### Extracted data ###

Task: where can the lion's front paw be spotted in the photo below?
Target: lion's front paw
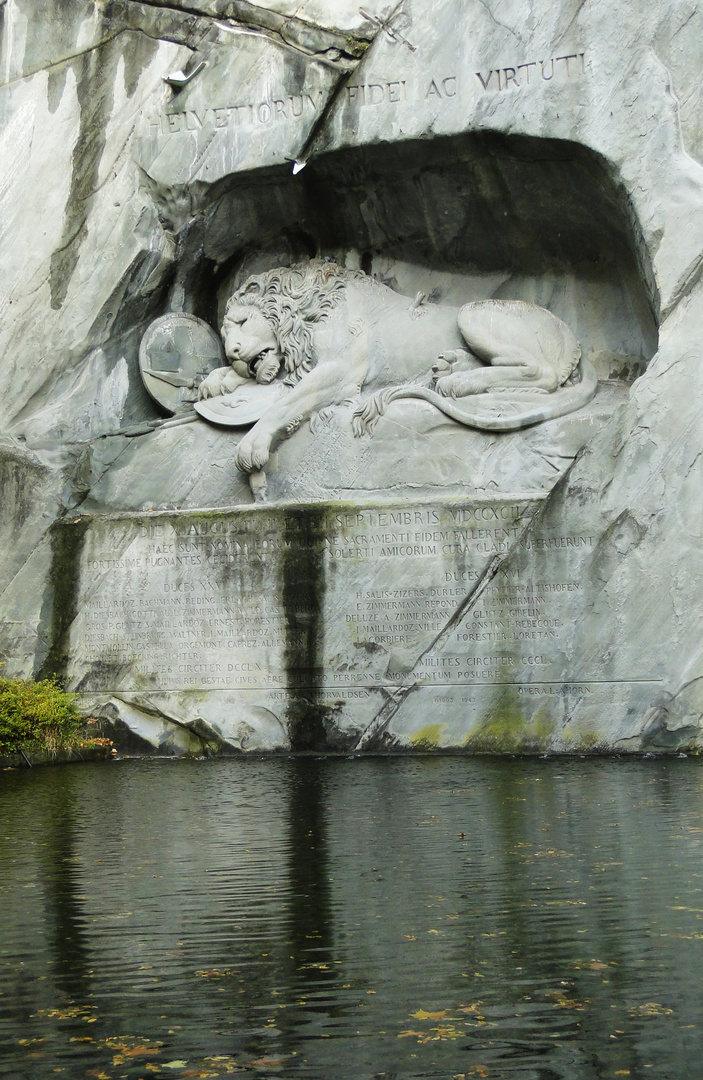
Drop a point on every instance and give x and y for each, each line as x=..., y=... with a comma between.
x=253, y=451
x=214, y=385
x=447, y=386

###

### Written problem
Print each line of the entries above verbatim, omitting the pictures.

### Exercise response
Task: where can the lion's front paw be spotted in the photo below?
Target: lion's front paw
Drop a point on every instance and give x and y for each, each line as x=..., y=... with a comma between.
x=253, y=451
x=214, y=385
x=447, y=386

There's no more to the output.